◆ GIVEN PASSAGE
+ + + + + + +

In the 1980s and 90s, gay men in the U.S. suffered and died by the tens of thousands from AIDS. Lesbians advocated aggressively for public support of efforts to control the epidemic and volunteered countless hours to care for their gay friends. A study done in the 1990s of lesbians in Los Angeles found that 84 percent had contributed money to AIDS-related causes, 53 percent had volunteered their time, and 31 percent had helped care for someone with AIDS.
But while lesbians served others, they often remained invisible.
In 1989, as she was a few weeks away from dying of breast cancer, lesbian activist Mary-Helen Mautner conceived of an organization that would put lesbians at the center of the story. Soon after, her partner Susan Hester and a group of friends made it happen: the Mary-Helen Mautner Project for Lesbians with Cancer was born, with an initial mission of direct care by volunteers for lesbians with breast cancer. This community-based care remains a vital part of our program today.
For these past 20 years, Mautner Project (renamed in 2008) has worked locally and nationally for the health of women who partner with women. A vital component of that health is visibility.
LBT health is deeply affected by stigma and discrimination. Our community too often avoids health care because we’ve experienced hostile or foolish treatment that assumes heterosexuality. (No, I’m not pregnant. Yes, I’m sure. No really: I’m really, REALLY sure!)
The best predictor of whether a woman has health insurance is if she is married — and more of us don’t have health insurance than our heterosexual counterparts. Some of us react to the stress of stigma with cigarettes – we smoke more than heterosexual women. We may drink too much alcohol, or eat too much. We adopt our own community norms that say these behaviors are OK, because they’re different, and because we’re different.
But they’re not healthy.
So health is about eating well, exercising, getting regular checkups and screenings. But it’s also about making changes in the society around us: we can’t all take proper care of our bodies when we’re swimming in a sea of social ignorance or hostility. We won’t go for medical care if we expect to be treated disrespectfully. We won’t listen to health professionals if they aren’t speaking our language. And we may not change our behavior if our community doesn’t support the change.

+ + + + + + +

◆ PROBLEM STATEMENT
Carry on the text about lesbian health and the Mautner Project, picking up after its final sentence.

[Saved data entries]

+ + + + + + +

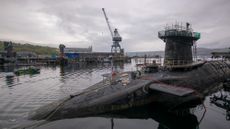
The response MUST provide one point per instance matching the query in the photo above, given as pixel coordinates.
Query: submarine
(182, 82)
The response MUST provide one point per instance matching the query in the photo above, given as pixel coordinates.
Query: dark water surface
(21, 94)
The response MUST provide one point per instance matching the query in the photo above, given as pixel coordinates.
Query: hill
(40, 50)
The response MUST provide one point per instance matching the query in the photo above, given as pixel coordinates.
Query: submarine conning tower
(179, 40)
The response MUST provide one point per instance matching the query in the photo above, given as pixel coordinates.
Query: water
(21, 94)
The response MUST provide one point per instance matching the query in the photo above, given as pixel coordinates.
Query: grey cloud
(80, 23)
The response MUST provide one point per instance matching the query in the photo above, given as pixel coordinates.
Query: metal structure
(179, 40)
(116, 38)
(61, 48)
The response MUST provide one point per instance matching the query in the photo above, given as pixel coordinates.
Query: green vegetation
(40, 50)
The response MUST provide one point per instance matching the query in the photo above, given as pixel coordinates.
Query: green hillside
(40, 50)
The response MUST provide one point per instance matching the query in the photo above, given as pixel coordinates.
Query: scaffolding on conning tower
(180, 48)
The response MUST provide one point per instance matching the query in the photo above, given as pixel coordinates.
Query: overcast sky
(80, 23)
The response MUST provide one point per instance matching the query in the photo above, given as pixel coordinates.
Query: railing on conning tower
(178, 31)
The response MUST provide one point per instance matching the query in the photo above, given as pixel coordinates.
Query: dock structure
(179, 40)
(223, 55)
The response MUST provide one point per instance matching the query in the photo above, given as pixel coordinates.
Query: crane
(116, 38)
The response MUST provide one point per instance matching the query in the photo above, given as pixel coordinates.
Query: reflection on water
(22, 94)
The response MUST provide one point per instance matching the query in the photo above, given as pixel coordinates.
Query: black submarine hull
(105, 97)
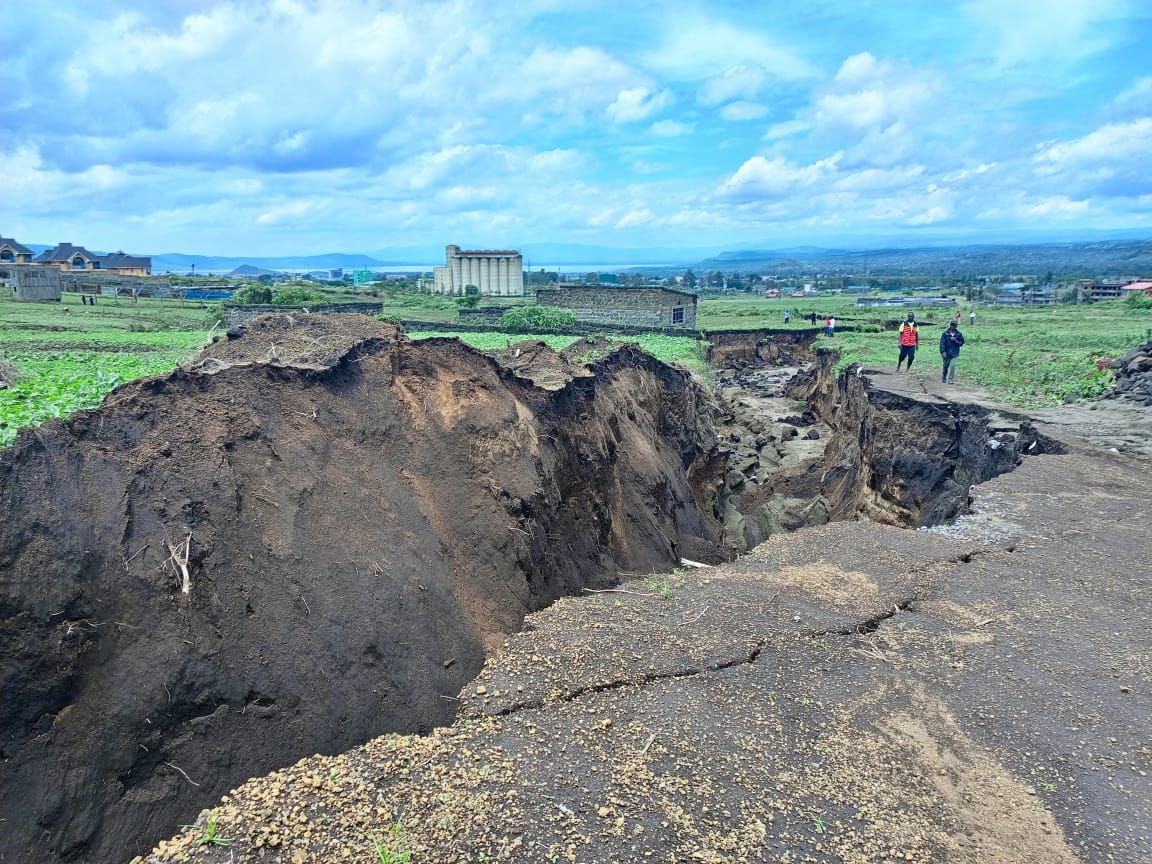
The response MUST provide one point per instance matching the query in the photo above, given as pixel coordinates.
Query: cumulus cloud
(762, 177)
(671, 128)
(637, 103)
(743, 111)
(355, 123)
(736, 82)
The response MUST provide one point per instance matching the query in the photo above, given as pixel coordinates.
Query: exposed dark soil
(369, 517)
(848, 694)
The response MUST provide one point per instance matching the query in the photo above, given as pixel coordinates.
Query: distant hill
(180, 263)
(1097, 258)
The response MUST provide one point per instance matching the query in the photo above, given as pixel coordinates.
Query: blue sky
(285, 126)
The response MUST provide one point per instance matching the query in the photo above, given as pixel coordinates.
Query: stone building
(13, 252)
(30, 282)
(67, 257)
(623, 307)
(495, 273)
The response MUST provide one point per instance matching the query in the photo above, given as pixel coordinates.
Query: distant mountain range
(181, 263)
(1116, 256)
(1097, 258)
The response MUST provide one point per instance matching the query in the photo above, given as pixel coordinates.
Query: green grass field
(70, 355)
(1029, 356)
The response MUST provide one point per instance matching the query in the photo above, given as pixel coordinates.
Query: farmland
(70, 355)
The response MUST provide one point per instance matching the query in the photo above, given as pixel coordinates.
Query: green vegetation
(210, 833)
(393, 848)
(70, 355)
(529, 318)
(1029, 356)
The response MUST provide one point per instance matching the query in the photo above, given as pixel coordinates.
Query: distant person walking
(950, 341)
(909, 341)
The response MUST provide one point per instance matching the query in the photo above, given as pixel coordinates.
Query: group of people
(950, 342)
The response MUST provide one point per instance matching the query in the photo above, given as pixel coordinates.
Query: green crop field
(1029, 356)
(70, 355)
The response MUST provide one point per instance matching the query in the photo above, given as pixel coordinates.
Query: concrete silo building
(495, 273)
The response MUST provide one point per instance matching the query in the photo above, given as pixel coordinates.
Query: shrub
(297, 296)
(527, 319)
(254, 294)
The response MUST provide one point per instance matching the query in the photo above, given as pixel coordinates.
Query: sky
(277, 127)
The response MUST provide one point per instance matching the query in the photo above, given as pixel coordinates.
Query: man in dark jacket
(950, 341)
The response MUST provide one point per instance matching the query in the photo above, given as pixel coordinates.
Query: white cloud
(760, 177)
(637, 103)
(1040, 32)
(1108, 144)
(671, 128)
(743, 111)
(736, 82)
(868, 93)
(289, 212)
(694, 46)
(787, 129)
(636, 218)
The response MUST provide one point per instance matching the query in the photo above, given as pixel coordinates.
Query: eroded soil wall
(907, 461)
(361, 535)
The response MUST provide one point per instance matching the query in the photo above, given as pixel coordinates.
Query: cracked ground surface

+ + + + + + +

◆ EXERCISE RESULT
Mautner Project has educated some 6,000 health care professionals around the country on how to remove barriers that inhibit them from giving knowledgeable, respectful care to all their patients. And Mautner Project has been educating the women in our community about what we need to do for our health, and how to stand up for ourselves and what we need and deserve.
For 20 years, we have advocated, too, with federal and local governments to make the needs of LBT people central, and to respond to those needs. Whether testifying before the Institute of Medicine or the Centers for Disease Control or the District’s health department, Mautner Project has led in the struggle for LBT visibility, and joined with our many colleague organizations to press the federal government to count us in census findings and in health surveys because too often, when we’re not counted, we’re treated as if we don’t count.
The sense of family that led to Mautner Project’s founding – taking care of ourselves, taking care of each other – is today part of our broader sense of community. As Ginny Sullivan, one of the board members of Mautner Project, always says, when we kick down doors, we’ve got to pull along with us as many folks as we can.
On Mautner Project’s 20th anniversary and with the support of Washington’s LGBT community and our allies everywhere, we look forward to knocking down some more barriers.